◆ **Listed entries**:
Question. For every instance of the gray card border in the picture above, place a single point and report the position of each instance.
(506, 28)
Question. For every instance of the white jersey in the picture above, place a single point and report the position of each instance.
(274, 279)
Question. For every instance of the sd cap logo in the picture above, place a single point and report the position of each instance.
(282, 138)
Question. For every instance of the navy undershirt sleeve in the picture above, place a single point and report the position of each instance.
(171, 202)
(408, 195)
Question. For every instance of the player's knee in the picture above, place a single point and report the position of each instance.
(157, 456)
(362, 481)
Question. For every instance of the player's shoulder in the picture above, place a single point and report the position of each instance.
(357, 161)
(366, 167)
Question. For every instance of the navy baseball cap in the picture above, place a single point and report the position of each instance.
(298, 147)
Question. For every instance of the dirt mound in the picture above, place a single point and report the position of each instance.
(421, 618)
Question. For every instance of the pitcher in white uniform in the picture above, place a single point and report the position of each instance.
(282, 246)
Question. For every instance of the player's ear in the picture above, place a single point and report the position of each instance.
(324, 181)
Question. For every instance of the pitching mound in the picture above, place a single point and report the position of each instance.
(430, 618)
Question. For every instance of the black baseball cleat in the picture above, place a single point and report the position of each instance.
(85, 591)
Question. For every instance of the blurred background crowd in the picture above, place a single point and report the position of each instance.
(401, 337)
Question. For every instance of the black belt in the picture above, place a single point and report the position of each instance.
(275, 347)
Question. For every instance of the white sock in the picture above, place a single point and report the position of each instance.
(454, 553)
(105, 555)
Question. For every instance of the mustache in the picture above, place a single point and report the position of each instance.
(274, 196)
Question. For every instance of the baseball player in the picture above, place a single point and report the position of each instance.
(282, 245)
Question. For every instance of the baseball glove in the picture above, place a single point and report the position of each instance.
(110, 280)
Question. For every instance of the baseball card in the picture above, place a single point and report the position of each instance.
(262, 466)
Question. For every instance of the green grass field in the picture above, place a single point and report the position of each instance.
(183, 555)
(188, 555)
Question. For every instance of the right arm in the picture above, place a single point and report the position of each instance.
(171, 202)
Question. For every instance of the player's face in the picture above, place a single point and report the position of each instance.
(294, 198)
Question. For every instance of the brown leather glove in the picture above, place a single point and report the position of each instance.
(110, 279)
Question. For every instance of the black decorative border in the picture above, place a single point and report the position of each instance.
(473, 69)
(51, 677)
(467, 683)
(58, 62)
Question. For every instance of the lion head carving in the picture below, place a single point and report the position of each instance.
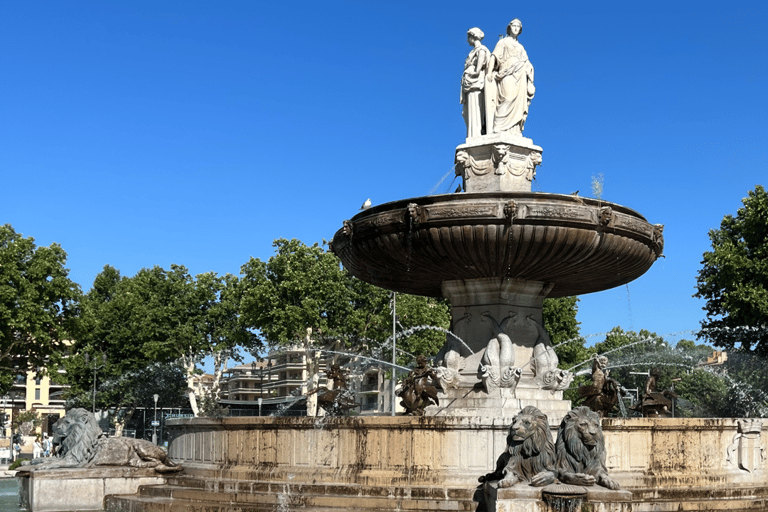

◆ **What is expected**:
Your job is to reproduce the material exactly. Keep pictures out of it.

◆ **Task answer**:
Question. For every instance of the gray card border in the picture above, place a single point and report the position of each instance.
(506, 28)
Question. For every instance of the white jersey in the picture above, place a single point and report the position of each instance.
(274, 279)
Question. For every instance of the sd cap logo in the picture above, place a single point and report the position of each instance.
(282, 138)
Question. For every instance of the navy undershirt sleeve in the picture above, place a single point and report the position of each instance.
(171, 202)
(408, 195)
Question. For every instance of the player's knee in the picture above, place a single point and report the position of each instance.
(157, 456)
(362, 481)
Question. For every instance of the player's shoulder in the picture above, place a single point and report the position of each instance.
(357, 161)
(366, 167)
Question. For every instance of the navy baseball cap in the picture above, place a single point and report the position of each instance.
(298, 147)
Question. For every instance of the dirt mound in the picture above, place a single point and report the position of each instance.
(421, 618)
Question. For every instance of the pitcher in white uniform in the picture above, place a single point and report the position of each instance.
(282, 246)
Question. For every instance of the player's ear in the picture above, place a single point and report the position of each instance.
(324, 181)
Question. For every instance of the pitching mound in the picture above, place a single point and report the position of each instance.
(430, 618)
Question. For every instance of the black baseball cleat in the picture above, place a single point and report the position of each instance.
(85, 591)
Question. For every instance of the blurred background crowd in the picture above, place a single point and report the position of each instance.
(401, 337)
Question. For every instance of the black belt in the picture above, place a single point and report the position of each instance.
(275, 347)
Question. For every instance of the white sock in the picture above, place a single point and report the position of each instance.
(454, 553)
(105, 555)
Question. For every instance of the mustache in the picture above, place a single point and report the position of each instance.
(274, 196)
Question. For every instance of the baseball player in the picture above, place a single point and report the position of each instance.
(282, 245)
Question. For every instance of the baseball glove in the picture above, place a single point and report the position of each instance.
(110, 280)
Question. For every instance of the baseball card in the picture above, place a single point and report the position of each instance.
(262, 466)
Question. For every instance of the green grass field in the picture above, place a single point and report the position of each instance.
(183, 555)
(188, 555)
Question. For every instance of the right arm in the picture above, place a single point and report the position of each instance.
(171, 202)
Question. For every instance of the player's face in the picture above, place a single point and report the position of each instance.
(294, 198)
Question. For every instance of the brown leather glove in the picture above, place a single point and report the position of each instance.
(110, 279)
Question. For every instance of the black decorative border in the picture above, place a single point and report the position of each instance.
(473, 69)
(51, 677)
(467, 683)
(58, 62)
Question. For every instance of the lion head carving in the picture below, place a single point and report the position of each instance.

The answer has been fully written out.